Could you continue the passage on trauma and the body's protective responses, picking up after its final sentence?

Segment Start: Source document

When we experience something very frightening or overwhelming, the body naturally prepares to protect us through the fight, flight, or freeze responses. Sometimes those responses can’t fully complete, especially when those experiences are long lasting, frightening, or inescapable. The nervous system can stay caught in patterns of tension, shutdown, hypervigilance, or overwhelm for a very long time after the original event has passed.
SE works gently with bodily sensations to address this protective response, instead of pushing people to repeatedly revisit traumatic memories.
In my sessions, clients may be invited to notice things such as:
tightness in the chest
changes in breathing
trembling or tension
sensations of heaviness, numbness, warmth, or movement
impulses within the body that may never previously have been noticed
This kind of work is always gradual, collaborative, and slowly paced. The aim is not to overwhelm the client, but to help their nervous system experience safety, regulation, and completion.

Segment End: Source document
Segment Start: Data section

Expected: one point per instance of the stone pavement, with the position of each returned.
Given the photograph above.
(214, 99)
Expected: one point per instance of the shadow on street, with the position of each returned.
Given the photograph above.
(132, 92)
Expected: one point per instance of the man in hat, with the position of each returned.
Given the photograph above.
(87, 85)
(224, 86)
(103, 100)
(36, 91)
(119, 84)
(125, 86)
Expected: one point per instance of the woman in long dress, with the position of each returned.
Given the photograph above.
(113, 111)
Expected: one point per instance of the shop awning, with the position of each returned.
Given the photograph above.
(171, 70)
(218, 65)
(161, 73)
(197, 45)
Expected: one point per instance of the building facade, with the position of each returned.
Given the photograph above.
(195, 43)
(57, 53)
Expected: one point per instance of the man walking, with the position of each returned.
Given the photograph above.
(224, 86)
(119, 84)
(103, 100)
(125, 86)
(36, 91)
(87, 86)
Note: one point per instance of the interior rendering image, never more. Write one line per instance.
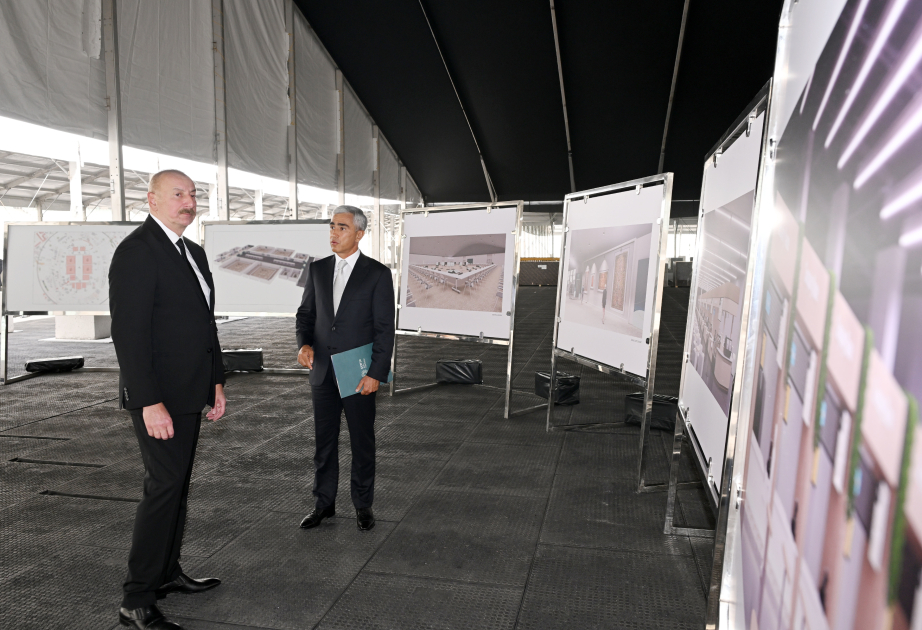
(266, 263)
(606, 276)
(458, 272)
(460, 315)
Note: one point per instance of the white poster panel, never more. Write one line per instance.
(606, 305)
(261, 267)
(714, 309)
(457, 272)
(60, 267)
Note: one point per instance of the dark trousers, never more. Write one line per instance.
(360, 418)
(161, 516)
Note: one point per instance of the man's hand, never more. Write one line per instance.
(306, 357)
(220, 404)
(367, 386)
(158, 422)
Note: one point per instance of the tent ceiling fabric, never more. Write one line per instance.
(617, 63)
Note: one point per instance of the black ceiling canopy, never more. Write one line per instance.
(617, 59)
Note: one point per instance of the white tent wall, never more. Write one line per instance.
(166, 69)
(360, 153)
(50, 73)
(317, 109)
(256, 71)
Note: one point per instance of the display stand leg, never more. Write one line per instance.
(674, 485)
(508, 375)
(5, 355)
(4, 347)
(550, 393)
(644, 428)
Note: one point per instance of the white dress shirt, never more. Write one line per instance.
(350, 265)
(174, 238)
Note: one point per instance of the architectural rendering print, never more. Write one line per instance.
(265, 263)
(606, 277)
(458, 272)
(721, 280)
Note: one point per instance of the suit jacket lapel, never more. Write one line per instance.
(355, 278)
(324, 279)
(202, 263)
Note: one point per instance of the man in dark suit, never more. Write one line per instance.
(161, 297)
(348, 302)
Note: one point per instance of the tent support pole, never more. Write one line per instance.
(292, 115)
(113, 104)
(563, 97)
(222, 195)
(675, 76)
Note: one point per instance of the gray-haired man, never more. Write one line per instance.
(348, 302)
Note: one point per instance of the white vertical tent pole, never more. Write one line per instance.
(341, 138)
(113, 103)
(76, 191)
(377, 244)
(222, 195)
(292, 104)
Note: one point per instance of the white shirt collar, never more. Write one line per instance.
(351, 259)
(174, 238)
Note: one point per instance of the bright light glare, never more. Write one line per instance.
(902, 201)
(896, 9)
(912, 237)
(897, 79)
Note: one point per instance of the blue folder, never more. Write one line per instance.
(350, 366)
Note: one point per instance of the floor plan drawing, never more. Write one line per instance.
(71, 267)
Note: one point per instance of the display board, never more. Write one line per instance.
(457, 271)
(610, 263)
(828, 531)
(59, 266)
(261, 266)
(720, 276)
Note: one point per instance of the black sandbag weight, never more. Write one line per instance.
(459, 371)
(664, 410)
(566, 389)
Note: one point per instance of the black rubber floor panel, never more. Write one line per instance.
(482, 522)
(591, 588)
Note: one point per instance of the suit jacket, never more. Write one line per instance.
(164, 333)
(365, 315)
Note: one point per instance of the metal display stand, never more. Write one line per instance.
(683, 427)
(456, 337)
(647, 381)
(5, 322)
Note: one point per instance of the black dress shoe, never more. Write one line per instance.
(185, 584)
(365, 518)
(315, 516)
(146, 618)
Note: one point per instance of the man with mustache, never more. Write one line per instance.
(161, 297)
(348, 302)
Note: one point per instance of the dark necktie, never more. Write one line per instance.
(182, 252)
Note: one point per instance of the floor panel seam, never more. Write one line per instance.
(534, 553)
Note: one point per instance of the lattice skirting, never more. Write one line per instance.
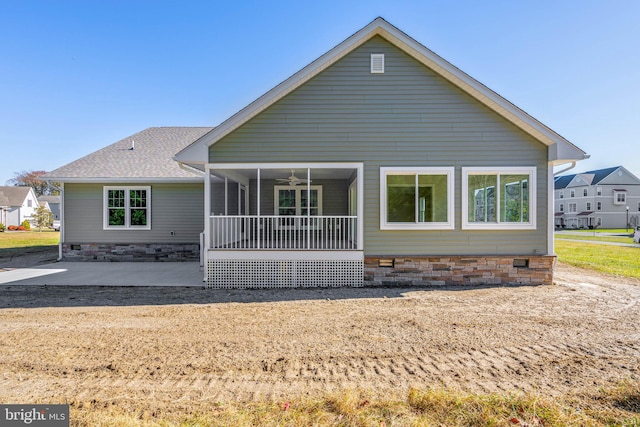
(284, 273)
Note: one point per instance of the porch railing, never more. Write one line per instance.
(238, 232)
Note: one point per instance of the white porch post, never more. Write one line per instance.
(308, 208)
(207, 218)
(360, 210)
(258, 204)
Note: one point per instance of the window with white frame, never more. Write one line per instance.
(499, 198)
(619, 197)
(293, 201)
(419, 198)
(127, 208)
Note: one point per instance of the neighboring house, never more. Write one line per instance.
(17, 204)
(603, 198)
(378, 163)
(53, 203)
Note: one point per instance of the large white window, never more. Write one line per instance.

Segment End: Data section

Output for this task >>
Trauma and the Nervous System
Shock to our nervous system is never just a difficult memory, it’s a deeply connected whole body experience. When we start to notice what our bodies are telling us, we find that we can find within us a sense of aliveness, steadiness, and hope and confidence about the future. Often we already know that feeling, we recognise it and want to go back there again. For instance when we have experienced times of deep peace and calm in our lives while doing something we love, something that gives us joy and feels involved with nature perhaps, or is appealing to our innate creativity, or is anything that passionately interests us. At these times we remember how these experiences ‘took us out of ourselves, lost in the moment’, because we were so immersed in the simple pleasure of just being who we really are with no thoughts of the future or the past, just grounded in the present moment, and becoming our true authentic selves.